### What to do
Render every line of the entries below as a JSON list of strings, one string per line, omitting any blank lines.

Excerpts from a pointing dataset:
▬▬▬▬▬▬
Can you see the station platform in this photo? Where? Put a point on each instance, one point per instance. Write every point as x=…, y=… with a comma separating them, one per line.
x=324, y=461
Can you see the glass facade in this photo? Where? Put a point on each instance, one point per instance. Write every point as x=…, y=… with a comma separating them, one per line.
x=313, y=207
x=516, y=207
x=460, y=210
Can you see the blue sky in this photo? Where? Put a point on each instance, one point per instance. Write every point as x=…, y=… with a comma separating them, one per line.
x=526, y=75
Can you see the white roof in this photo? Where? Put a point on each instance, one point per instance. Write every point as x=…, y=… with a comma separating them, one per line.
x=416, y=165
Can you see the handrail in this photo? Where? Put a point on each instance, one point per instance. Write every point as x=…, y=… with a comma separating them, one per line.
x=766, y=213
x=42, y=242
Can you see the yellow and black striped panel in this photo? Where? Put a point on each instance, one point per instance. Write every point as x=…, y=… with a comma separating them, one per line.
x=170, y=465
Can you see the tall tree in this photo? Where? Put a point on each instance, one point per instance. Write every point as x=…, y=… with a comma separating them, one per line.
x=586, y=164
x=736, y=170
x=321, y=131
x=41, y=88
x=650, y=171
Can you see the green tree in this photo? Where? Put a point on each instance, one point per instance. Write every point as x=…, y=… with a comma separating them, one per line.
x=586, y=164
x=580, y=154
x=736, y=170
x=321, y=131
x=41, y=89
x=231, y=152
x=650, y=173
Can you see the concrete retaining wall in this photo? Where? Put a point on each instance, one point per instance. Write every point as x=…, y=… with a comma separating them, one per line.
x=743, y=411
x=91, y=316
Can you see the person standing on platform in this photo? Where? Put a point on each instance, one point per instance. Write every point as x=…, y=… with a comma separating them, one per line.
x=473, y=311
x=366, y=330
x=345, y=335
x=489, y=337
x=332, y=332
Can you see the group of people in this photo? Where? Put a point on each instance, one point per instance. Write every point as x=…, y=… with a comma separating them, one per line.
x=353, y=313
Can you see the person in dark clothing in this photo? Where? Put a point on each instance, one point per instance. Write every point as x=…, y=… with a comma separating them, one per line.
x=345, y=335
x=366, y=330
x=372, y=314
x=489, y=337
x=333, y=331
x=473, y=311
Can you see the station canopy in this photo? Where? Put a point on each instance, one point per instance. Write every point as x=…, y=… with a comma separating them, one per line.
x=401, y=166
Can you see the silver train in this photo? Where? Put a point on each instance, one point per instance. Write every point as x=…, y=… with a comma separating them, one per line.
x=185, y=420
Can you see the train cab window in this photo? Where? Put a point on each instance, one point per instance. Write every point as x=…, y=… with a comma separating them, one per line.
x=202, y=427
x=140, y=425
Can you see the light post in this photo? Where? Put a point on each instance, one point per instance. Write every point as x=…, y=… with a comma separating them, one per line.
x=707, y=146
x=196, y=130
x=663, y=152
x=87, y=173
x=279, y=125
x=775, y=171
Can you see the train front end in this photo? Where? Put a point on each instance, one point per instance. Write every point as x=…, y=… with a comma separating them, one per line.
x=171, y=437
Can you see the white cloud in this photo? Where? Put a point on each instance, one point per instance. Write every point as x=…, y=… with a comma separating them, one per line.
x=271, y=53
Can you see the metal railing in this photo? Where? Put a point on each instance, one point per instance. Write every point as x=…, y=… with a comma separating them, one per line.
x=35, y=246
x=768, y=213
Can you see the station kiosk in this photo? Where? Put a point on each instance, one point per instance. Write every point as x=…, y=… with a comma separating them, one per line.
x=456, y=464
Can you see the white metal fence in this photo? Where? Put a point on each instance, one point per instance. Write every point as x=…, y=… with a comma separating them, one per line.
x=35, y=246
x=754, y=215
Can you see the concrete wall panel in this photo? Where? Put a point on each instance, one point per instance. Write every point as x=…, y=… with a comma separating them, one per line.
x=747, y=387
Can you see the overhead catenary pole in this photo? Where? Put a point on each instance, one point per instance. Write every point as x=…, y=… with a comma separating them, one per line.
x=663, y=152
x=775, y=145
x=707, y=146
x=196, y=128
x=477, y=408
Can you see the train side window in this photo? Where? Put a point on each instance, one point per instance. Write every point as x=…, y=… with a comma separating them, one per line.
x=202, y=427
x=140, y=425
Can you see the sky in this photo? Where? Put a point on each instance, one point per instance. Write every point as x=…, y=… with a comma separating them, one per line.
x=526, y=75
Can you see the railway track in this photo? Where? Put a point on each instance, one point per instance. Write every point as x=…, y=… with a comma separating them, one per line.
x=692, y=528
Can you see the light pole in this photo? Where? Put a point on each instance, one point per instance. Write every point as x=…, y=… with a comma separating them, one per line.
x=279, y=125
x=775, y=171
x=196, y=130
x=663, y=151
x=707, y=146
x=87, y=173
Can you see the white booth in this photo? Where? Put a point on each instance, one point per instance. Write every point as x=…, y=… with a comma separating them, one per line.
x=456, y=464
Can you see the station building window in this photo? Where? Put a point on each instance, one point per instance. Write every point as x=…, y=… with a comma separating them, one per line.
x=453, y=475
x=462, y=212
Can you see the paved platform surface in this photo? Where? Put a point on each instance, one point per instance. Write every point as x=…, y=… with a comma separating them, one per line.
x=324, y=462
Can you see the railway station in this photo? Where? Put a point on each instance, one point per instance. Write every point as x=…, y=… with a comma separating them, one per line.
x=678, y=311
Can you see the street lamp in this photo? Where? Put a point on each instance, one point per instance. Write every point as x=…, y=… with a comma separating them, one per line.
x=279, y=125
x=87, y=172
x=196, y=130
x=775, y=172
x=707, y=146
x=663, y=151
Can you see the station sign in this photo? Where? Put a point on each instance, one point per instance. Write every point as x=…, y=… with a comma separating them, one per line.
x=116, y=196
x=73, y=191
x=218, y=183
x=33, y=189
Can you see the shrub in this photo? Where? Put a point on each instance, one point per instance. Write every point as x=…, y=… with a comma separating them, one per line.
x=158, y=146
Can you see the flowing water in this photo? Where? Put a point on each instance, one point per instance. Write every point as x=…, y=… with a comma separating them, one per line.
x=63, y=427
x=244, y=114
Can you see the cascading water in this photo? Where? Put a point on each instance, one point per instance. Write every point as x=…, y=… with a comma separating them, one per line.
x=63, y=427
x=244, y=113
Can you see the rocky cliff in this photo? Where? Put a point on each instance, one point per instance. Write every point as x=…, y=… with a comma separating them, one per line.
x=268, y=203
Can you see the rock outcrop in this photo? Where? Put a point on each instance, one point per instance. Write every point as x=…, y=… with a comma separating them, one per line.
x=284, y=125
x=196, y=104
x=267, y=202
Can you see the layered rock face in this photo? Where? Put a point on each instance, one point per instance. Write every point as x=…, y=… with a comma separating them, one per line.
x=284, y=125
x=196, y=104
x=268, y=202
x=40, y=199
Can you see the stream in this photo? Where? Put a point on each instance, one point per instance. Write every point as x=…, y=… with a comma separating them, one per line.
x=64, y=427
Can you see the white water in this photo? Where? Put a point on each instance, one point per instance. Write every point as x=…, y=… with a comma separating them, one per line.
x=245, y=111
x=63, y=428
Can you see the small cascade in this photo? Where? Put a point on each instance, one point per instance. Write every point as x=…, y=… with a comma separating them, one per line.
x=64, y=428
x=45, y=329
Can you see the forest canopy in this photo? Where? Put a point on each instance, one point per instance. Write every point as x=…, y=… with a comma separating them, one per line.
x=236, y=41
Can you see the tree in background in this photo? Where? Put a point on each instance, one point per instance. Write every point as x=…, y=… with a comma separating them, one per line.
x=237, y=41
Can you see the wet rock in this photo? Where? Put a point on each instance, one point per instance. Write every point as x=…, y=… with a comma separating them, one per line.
▬▬▬▬▬▬
### Output for this task
[
  "Can you see the station platform in this photo? Where? Put a point on each instance, one point per instance. Write every point as x=…, y=… with a comma separating them, one per line.",
  "x=324, y=461",
  "Can you see the glass facade in this photo? Where? Put a point on each instance, one point per instance. Write every point as x=…, y=… with a comma separating them, one per line.",
  "x=313, y=207",
  "x=516, y=207",
  "x=460, y=210",
  "Can you see the blue sky in this photo? Where? Put a point on each instance, one point per instance. Write every point as x=…, y=… with a comma separating them, one per line.",
  "x=526, y=75",
  "Can you see the white roof in this photo? Where? Put a point on each instance, one point per instance. Write every point as x=…, y=… with a comma separating them, one per line.",
  "x=416, y=165",
  "Can you see the handrail in this photo? Where? Put a point on each instance, one point per instance. Write every point as x=…, y=… with a comma separating them, one per line.",
  "x=766, y=213",
  "x=42, y=242",
  "Can you see the yellow and black striped panel in this photo? Where? Put a point on each instance, one point per instance. Write every point as x=…, y=… with a comma separating them, one per line.",
  "x=170, y=465",
  "Can you see the tall tree in this photo? Where? Put a point on each instance, one point per instance. Write every point as x=…, y=… with a comma separating them, one per line.",
  "x=586, y=164",
  "x=736, y=170",
  "x=321, y=131",
  "x=41, y=88",
  "x=650, y=171",
  "Can you see the green tree in this photo? Where? Put a point on each instance, one point per instance. Write every point as x=…, y=… with a comma separating them, one per line.",
  "x=586, y=164",
  "x=580, y=154",
  "x=736, y=170",
  "x=321, y=131",
  "x=41, y=89",
  "x=231, y=152",
  "x=650, y=173",
  "Can you see the concrete retaining wall in this photo? Where? Put a point on each instance, one point per instance. Write every point as x=…, y=… with a comma separating them, one per line.",
  "x=743, y=411",
  "x=91, y=316",
  "Can you see the person standing on platform in this photo? Where? Put a point on each instance, one point per instance. Write every point as x=…, y=… with a comma separating them, one per line.",
  "x=473, y=311",
  "x=366, y=330",
  "x=345, y=335",
  "x=489, y=337",
  "x=332, y=332",
  "Can you see the group of people in this photo? Where? Put a point on each instance, one point per instance. Write every point as x=…, y=… with a comma separating them, one per line.",
  "x=353, y=313",
  "Can you see the person in dark clothing in this photo? Where? Put a point on each instance, one point per instance. Write every point as x=…, y=… with a comma separating them, one per line.",
  "x=345, y=335",
  "x=366, y=330",
  "x=372, y=314",
  "x=489, y=337",
  "x=333, y=331",
  "x=473, y=311",
  "Can you see the station canopy in this photo? Where? Put a point on each instance, one point per instance. Write every point as x=…, y=… with a comma separating them, one per line.",
  "x=401, y=166",
  "Can you see the silver train in this photo? Where? Put a point on each instance, one point per instance. Write every point as x=…, y=… with a comma separating them, one per line.",
  "x=185, y=420",
  "Can you see the train cab window in this photo? Where? Put a point on each instance, one point per instance. Write every point as x=…, y=… with a comma separating them, one per line.",
  "x=202, y=427",
  "x=140, y=425",
  "Can you see the light post in this photo? Where? Put a point on each instance, one point per instance. Write every point as x=…, y=… with a comma separating them, one per line.",
  "x=707, y=146",
  "x=196, y=130",
  "x=663, y=152",
  "x=87, y=173",
  "x=279, y=125",
  "x=775, y=171",
  "Can you see the train front end in this photo? Where? Put a point on each instance, one point per instance. Write every point as x=…, y=… with a comma separating them, one per line.",
  "x=171, y=437",
  "Can you see the white cloud in this photo? Where? Put a point on each instance, one point per instance. Write every point as x=…, y=… with a comma separating them, one per line.",
  "x=271, y=53",
  "Can you see the metal railing in this photo? Where? Put a point on each instance, one point per instance. Write every point as x=…, y=… with a comma separating them, one per line.",
  "x=35, y=246",
  "x=768, y=213",
  "Can you see the station kiosk in this photo? Where? Put a point on each instance, one point per instance. Write every point as x=…, y=… with a comma separating them, one per line.",
  "x=456, y=464",
  "Can you see the white metal fence in this photo? Where? Put a point on each instance, one point per instance. Write every point as x=…, y=… with a comma separating them, one per line.",
  "x=35, y=246",
  "x=754, y=215",
  "Can you see the concrete wall panel in this photo? Where? Put a point on each instance, one point per instance. Write every point as x=…, y=… with a comma separating them, one per line.",
  "x=747, y=387",
  "Can you see the overhead catenary pole in this photo? Where? Put a point on each instance, one point per instance. Write every point as x=…, y=… with a comma separating them, one per line.",
  "x=663, y=152",
  "x=775, y=145",
  "x=707, y=146",
  "x=196, y=128",
  "x=477, y=408",
  "Can you see the train side window in this photo? Where? Put a point on each instance, one point per instance. Write every point as x=…, y=… with a comma separating them, one per line.",
  "x=202, y=427",
  "x=140, y=425",
  "Can you see the sky in this photo? Where? Put a point on each instance, one point per instance. Write every point as x=…, y=… with a comma separating them, one per line.",
  "x=526, y=75",
  "Can you see the railway track in this photo? Where? Put a point on each instance, one point per instance. Write every point as x=…, y=… with a comma separating them, one per line.",
  "x=692, y=528",
  "Can you see the light pole in this photo? Where? Put a point on each instance, one point per instance. Write every point as x=…, y=… with a comma separating them, one per line.",
  "x=279, y=125",
  "x=775, y=171",
  "x=196, y=130",
  "x=663, y=151",
  "x=707, y=146",
  "x=87, y=173",
  "Can you see the white booth in this photo? Where? Put a point on each instance, one point per instance. Write every point as x=…, y=… with a comma separating them, one per line.",
  "x=456, y=464",
  "Can you see the station building window in this photo? Where? Put a point on each instance, one point per instance. Write every point as x=…, y=… with a comma separating them, one per line.",
  "x=453, y=475",
  "x=462, y=212",
  "Can you see the paved platform surface in this photo? Where? Put a point on each instance, one point per instance. Write every point as x=…, y=… with a comma separating them, one per line.",
  "x=324, y=462",
  "Can you see the railway station in this photo? Where? Put a point on each instance, one point per instance. Write every point as x=…, y=… with a comma separating them, one per line.",
  "x=678, y=311",
  "Can you see the street lamp in this photo? Where? Put a point on each instance, one point per instance. Write every point as x=…, y=… with a comma separating them, one per line.",
  "x=279, y=125",
  "x=87, y=172",
  "x=196, y=130",
  "x=775, y=172",
  "x=707, y=146",
  "x=663, y=151",
  "Can you see the station sign in this photo? Where? Put a point on each instance, one point per instance. Write every point as x=…, y=… with a comma separating them, one per line.",
  "x=116, y=196",
  "x=73, y=191",
  "x=218, y=183",
  "x=33, y=189",
  "Can you see the shrub in this photo? Where? Put a point on each instance, one point per instance. Write every point as x=…, y=… with a comma separating them, one per line.",
  "x=158, y=146",
  "Can you see the flowing water in this photo? Where? Put a point on each instance, one point per instance. Write every point as x=…, y=… with a comma separating them, one per line.",
  "x=63, y=427",
  "x=244, y=114",
  "Can you see the cascading water in this photo? Where? Put a point on each instance, one point per instance. Write every point as x=…, y=… with a comma separating them, one per line.",
  "x=63, y=427",
  "x=244, y=113",
  "Can you see the rocky cliff in this photo? Where? Put a point on each instance, one point per instance. Write every point as x=…, y=… with a comma separating them, one per line.",
  "x=268, y=203",
  "Can you see the rock outcrop in this photo? Where? Put a point on each instance, one point per instance. Write every point as x=…, y=… with a comma separating them, one per line.",
  "x=284, y=125",
  "x=196, y=104",
  "x=267, y=202",
  "Can you see the layered rock face in this photo? Where? Put a point on each instance, one point per instance. Write every point as x=…, y=… with a comma separating them, one per line.",
  "x=284, y=125",
  "x=196, y=104",
  "x=268, y=202",
  "x=40, y=199",
  "Can you see the stream in this photo? Where? Put a point on each instance, one point per instance. Write every point as x=…, y=… with a comma separating them, one per line.",
  "x=64, y=427",
  "Can you see the white water in this photo? Where? Put a point on each instance, one point per instance. Write every point as x=…, y=… with a comma separating them, one per line.",
  "x=245, y=111",
  "x=63, y=428",
  "Can you see the small cascade in this photo? Where? Put a point on each instance, one point per instance. Write every point as x=…, y=… with a comma separating them, one per line.",
  "x=64, y=428",
  "x=45, y=329",
  "Can you see the forest canopy in this photo? Where? Put a point on each instance, one point per instance. Write every point as x=…, y=… with a comma separating them, one per line.",
  "x=236, y=41",
  "Can you see the tree in background in this photo? Where? Put a point on each instance, one point per instance. Write every point as x=…, y=… with a comma separating them, one per line.",
  "x=237, y=41",
  "Can you see the wet rock in this photo? Where? Put a point on each instance, one point per instance. Write every point as x=…, y=… with a comma separating them, one per line."
]